## Provided information
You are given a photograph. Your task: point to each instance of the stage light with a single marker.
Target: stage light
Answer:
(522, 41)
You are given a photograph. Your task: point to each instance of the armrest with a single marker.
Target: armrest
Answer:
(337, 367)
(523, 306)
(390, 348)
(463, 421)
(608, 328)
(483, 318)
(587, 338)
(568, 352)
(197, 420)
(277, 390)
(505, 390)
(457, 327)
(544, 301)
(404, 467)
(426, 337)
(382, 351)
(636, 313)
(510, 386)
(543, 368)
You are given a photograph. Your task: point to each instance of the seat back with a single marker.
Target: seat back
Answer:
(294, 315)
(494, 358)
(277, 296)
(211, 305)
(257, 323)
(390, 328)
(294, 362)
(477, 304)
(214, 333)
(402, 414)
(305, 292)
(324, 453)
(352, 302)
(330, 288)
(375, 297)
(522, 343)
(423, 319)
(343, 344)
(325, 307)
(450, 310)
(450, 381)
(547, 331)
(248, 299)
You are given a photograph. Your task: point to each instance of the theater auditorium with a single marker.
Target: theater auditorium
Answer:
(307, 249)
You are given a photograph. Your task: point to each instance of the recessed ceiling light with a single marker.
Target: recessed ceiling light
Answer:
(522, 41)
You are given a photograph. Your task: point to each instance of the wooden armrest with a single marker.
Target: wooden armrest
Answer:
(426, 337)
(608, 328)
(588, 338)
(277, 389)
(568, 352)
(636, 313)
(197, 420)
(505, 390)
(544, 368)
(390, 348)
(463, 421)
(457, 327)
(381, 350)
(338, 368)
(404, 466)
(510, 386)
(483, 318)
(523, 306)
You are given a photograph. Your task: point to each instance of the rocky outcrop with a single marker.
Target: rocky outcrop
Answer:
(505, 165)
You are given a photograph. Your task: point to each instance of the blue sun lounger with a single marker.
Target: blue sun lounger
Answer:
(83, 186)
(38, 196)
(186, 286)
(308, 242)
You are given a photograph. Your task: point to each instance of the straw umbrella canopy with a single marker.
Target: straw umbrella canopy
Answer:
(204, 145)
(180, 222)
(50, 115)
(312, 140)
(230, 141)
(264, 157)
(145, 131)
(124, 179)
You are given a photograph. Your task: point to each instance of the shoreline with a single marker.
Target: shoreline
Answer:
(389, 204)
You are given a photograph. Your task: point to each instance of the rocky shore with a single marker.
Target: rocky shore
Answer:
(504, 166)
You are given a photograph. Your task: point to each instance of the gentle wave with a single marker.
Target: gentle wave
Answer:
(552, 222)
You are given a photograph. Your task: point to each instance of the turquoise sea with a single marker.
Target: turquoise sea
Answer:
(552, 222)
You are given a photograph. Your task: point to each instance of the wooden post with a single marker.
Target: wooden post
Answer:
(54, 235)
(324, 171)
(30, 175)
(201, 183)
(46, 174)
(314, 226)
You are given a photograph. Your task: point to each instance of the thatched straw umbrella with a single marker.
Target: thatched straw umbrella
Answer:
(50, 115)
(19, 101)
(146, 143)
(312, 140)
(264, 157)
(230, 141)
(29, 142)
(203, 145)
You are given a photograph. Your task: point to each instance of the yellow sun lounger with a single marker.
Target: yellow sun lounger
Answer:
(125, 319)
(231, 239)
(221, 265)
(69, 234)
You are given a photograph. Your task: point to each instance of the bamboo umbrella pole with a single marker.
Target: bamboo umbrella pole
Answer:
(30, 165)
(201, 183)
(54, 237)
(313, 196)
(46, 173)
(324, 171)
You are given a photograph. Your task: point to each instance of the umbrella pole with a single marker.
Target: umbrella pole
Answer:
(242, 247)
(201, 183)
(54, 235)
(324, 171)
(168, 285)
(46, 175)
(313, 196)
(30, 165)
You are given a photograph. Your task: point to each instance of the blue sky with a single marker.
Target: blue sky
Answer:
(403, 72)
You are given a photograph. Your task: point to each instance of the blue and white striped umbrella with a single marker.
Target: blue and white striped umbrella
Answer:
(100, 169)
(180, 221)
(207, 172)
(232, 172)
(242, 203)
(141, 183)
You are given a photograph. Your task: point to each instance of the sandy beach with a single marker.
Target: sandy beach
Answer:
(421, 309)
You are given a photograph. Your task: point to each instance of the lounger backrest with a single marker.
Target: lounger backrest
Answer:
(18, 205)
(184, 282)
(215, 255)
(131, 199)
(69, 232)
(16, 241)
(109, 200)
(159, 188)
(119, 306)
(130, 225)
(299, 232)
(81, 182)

## Work instruction
Using the listing above, show every line that includes the string "straw".

## Solution to the exercise
You are given a photograph. Your task: point to each instance of the straw umbrella canopy with a single marker.
Target: straw umbrella canopy
You are given a photograph. Your task: point to each instance of the thatched straw umbrella with a single marker.
Target: thatched straw umbrella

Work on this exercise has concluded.